**TEXT PASSAGE**
************
R/bind_keys.R
In cohortBuilder: Data Source Agnostic Filtering Tools

Documented in bind_key bind_keys data_key primary_keys .run_binding .run_binding.default

#' Define Source datasets primary keys
#'
#' Primary keys can be defined as `primary_keys` parameter of \link{set_source} method.
#' Currently, primary keys are used only to show keys information in attrition plot (See \link{attrition}).
#'
#' @examples
#' primary_keys(
#'   data_key('books', 'book_id'),
#'   data_key('borrowed', c('user_id', 'books_id', 'date'))
#' )
#'
#' @param ... Data keys describing tables primary keys.
#' @return List of class `primary_keys` storing \link{data_key}s objects.
#'
#' @export
primary_keys <- function(...) {
  structure(
    list(...),
    class = "primary_keys"
  )
}

#' Describe data relations with binding keys
#'
#' @description
#'
#' When source consists of multiple datasets, binding keys allow to define what
#' relations occur between them.
#' When binding keys are defined, applying filtering on one dataset may result with
#' updating (filtering) the other ones.
#'
#' For example having two tables in Source:
#' `book(book_id, author_id, title)`
#' `authors(author_id, name, surname)`
#' if we filter `authors` table, we way want to return only books for the selected authors.
#'
#' With binding keys you could achieve it by providing `binding_keys` parameter for Source
#' as below:
#' \preformatted{
#'   binding_keys = bind_keys(
#'     bind_key(
#'       update = data_key('books', 'author_id'),
#'       data_key('authors', 'author_id')
#'     )
#'   )
#' }
#'
#' Or if we want to have two-way relation, just define another binding key:
#' \preformatted{
#'   binding_keys = bind_keys(
#'     bind_key(
#'       update = data_key('books', 'author_id'),
#'       data_key('authors', 'author_id')
#'     ),
#'     bind_key(
#'       update = data_key('authors', 'author_id'),
#'       data_key('books', 'author_id')
#'     )
#'   )
#' }
#'
#' As a result, whenever `books` or `authors` is filtered, the other table will be updated as well.
#'
#' In order to understand binding keys concept we need to describe the following functions:
#' \itemize{
#'   \item{\link{data_key} - Defines which table column should be used to describe relation.}
#'   \item{\code{bind_key} - Defines what relation occur between datasets.}
#'   \item{\code{bind_keys} - If needed, allows to define more than one relation.}
#' }
#'
#' - `data_key` - requires to provide two parameters:
#' \itemize{
#'   \item{\code{dataset} - Name of the dataset existing in Source.}
#'   \item{\code{key} - Single character string or vector storing column names that are keys, which should be used to describe relation.}
#' }
#' For example `data_key('books', 'author_id')`.
************
**EXCERPTED DATA**

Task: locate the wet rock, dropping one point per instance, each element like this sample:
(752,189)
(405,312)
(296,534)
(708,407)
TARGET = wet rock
************
**YOUR TASKS**
**A.** In the binding keys documentation, what are primary keys currently used for?
**B.** The binding keys documentation adds a second bind_key whose update is data_key('authors', 'author_id'). Explain why.

**EXPECTED RESULTS**
**A.** They are used only to show keys information in the attrition plot.

**B.** The second bind_key makes the relation two-way. With both keys defined, filtering either `books` or `authors` also updates the other table.